Stored items from a collection
::::
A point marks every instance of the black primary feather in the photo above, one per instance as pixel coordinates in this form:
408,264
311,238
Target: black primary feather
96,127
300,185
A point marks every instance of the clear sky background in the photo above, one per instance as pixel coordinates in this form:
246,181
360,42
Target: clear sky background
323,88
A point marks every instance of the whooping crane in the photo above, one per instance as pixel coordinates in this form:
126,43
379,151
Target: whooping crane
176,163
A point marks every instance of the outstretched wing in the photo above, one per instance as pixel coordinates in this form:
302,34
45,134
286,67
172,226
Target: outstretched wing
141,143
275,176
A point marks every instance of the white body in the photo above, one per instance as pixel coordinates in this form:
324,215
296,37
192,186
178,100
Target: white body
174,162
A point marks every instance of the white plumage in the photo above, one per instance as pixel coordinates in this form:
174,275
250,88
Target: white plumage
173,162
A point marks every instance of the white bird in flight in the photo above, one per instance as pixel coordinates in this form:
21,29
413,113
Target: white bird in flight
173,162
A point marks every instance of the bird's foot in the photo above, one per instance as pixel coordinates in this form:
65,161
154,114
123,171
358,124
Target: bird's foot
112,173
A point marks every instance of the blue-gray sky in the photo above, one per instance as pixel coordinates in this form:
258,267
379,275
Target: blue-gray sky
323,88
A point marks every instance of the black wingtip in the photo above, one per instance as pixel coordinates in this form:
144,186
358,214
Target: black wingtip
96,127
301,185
::::
- _Task details_: Write out the whole listing again, exactly as it stands.

- _Correct response_:
A point marks every instance of the black primary feather in the photo above, one per instance as pixel coordinates in this form:
408,264
311,238
Target: black primary feather
96,127
300,185
A point marks every instance of the clear sky background in the photo above, one per instance as pixel coordinates in this form:
246,181
360,42
Target: clear sky background
323,88
A point marks every instance of the whooping crane in the photo above, one per instance as pixel coordinates in this form:
126,43
379,151
Target: whooping crane
176,163
A point marks every instance of the outstretched wing in the photo above, one per instance as pixel coordinates in this form:
302,34
45,134
286,67
172,226
Target: outstretched wing
141,143
275,176
A point marks every instance of the white body in the photo above, one per instance as pixel coordinates in this form:
324,215
296,37
192,186
178,100
Target: white body
174,162
A point marks every instance of the white plumage in the photo above, one per instance as pixel coordinates in this form:
174,275
250,88
Target: white plumage
173,162
A point marks every instance of the white bird in flight in the photo above, one per instance as pixel coordinates in this form:
21,29
413,113
Target: white bird in flight
173,162
A point marks every instance of the bird's foot in the photo above, one per instance as pixel coordinates in this form:
65,161
154,114
123,171
358,124
Target: bird's foot
112,173
A point marks every instance of the blue-gray sky in the photo above, one per instance as pixel coordinates in this form:
258,267
379,275
Target: blue-gray sky
323,88
A point marks every instance of the black wingtip in the photo above, one per instance as pixel coordinates in this form:
144,186
358,214
Target: black wingtip
96,127
301,185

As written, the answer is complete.